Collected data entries
BEGIN

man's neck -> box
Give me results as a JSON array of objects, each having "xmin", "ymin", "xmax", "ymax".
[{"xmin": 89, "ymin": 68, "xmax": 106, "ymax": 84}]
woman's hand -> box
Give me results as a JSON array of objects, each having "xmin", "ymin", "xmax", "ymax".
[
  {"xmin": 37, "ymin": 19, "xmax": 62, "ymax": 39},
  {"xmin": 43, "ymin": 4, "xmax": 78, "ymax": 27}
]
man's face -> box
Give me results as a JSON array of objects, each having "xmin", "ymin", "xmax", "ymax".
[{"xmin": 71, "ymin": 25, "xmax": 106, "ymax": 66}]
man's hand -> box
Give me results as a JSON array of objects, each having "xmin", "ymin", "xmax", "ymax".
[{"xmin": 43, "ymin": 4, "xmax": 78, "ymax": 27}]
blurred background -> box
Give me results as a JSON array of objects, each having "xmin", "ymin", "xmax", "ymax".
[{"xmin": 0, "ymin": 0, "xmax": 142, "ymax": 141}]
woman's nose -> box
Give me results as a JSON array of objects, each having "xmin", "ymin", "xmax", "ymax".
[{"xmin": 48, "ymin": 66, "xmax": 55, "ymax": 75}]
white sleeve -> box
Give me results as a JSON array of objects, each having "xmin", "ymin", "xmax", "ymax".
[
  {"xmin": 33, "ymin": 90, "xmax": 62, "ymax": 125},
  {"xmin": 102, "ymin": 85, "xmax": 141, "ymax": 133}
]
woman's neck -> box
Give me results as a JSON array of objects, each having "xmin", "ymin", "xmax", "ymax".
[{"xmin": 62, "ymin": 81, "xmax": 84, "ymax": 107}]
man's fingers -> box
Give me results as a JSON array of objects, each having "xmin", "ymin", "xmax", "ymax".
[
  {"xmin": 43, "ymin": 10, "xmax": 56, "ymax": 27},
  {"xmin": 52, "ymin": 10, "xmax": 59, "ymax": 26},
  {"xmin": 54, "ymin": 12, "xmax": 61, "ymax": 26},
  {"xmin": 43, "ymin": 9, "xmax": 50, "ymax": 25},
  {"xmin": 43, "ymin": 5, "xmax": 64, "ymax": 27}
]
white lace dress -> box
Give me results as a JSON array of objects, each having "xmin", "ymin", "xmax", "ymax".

END

- **WORK TO COMPLETE**:
All lines above containing the string "white" are to be collected.

- **RESULT FOR THIS EXERCISE**:
white sleeve -> box
white lace dress -> box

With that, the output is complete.